- **SELECTED EXCERPT**:
┌──
Generalization is broad but suspicious. Performance improves across many math categories and even some non-math benchmarks. This makes more sense as a global behavioral shift — more structured output, fewer repetition loops, better answer formatting, longer sustained reasoning — than as mathematical learning transferred from one problem.

Post-saturation generalization. Training accuracy on the single example saturates within a few steps, but test accuracy keeps improving afterward. This is the paper’s most conceptually interesting finding. In ordinary supervised learning, once you’ve memorized the one training point, there’s no reason for generalization to improve. The authors argue that entropy keeps exploration alive: even at near-100% training accuracy, occasional wrong rollouts create reward variance, so GRPO still has non-zero gradient signal. That’s plausible for why gradients don’t vanish — but it doesn’t fully explain why those gradients improve general reasoning rather than merely overfitting.

Format correction is a big confound. This is the most important caveat. The appendix shows that a format-only reward (no correctness checking) already produces a large improvement. Qwen2.5-Math models have substantial repetition and answer-extraction issues. Fixing \boxed{} formatting and reducing repeated tails accounts for a significant chunk of the benchmark gains. Outcome reward still outperforms format reward, so there’s a residual non-format effect — but the honest decomposition is:

1-shot RLVR = format correction + reasoning-mode selection + exploration effects.

Not pure reasoning emergence.

Label correctness matters less than expected. Training with slightly wrong labels barely hurts. Completely unguessable wrong labels produce results similar to entropy-only training — the reward signal effectively disappears and you’re left with format/entropy effects. But guessable wrong labels can hurt, because the model may learn to produce the wrong answer. This confirms that the reward isn’t cleanly “teaching correctness.” It’s providing a selection pressure that happens to correlate with good reasoning.

The Mechanism

A compact picture:

The base model already contains many reasoning modes. One verifiable example anchors correctness. Sampling and entropy explore nearby reasoning trajectories. Policy gradient upweights successful ones. Global output behavior shifts toward more useful reasoning and format modes.

The single example is not a source of knowledge. It’s a selection pressure.

What I Think

The paper’s diagnostic contribution — showing that tiny-data RLVR produces surprisingly large gains and using this to probe what RLVR actually does — is strong. The mechanistic explanation is incomplete but provocative.
└──
- **Region pointing data**:
┌──
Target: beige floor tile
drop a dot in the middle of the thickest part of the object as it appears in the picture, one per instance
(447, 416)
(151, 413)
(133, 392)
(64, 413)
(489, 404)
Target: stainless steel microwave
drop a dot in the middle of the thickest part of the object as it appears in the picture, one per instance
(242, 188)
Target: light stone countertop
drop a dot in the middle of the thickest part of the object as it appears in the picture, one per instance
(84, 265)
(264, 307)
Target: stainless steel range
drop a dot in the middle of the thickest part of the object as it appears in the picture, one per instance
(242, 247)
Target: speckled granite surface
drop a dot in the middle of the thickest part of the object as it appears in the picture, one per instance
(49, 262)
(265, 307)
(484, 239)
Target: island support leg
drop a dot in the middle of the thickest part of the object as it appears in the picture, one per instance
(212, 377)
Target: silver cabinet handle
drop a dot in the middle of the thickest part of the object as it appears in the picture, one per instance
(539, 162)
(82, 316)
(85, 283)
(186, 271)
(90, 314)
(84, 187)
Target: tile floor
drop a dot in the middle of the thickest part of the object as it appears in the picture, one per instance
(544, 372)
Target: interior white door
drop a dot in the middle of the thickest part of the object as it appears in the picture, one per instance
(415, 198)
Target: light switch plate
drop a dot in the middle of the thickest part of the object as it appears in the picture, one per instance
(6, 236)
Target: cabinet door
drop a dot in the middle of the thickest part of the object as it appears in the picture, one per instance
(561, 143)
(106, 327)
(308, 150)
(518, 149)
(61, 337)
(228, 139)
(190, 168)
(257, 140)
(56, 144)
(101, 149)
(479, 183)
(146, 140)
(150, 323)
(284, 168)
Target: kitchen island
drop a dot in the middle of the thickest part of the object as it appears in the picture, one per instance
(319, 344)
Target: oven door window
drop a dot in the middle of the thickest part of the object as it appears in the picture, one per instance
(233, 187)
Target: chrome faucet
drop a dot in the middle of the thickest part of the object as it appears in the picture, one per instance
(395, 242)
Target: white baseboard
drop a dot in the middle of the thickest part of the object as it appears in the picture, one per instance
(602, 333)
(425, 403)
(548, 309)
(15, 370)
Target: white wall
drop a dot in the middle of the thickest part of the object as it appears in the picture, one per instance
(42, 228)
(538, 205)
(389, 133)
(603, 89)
└──
- **YOUR OBJECTIVE**: Repeat everything in the excerpt on 1-shot RLVR from "The single example is" down to "incomplete but provocative.", word for word.

- **RESULT OF THIS EXERCISE**:
The single example is not a source of knowledge. It’s a selection pressure.

What I Think

The paper’s diagnostic contribution — showing that tiny-data RLVR produces surprisingly large gains and using this to probe what RLVR actually does — is strong. The mechanistic explanation is incomplete but provocative.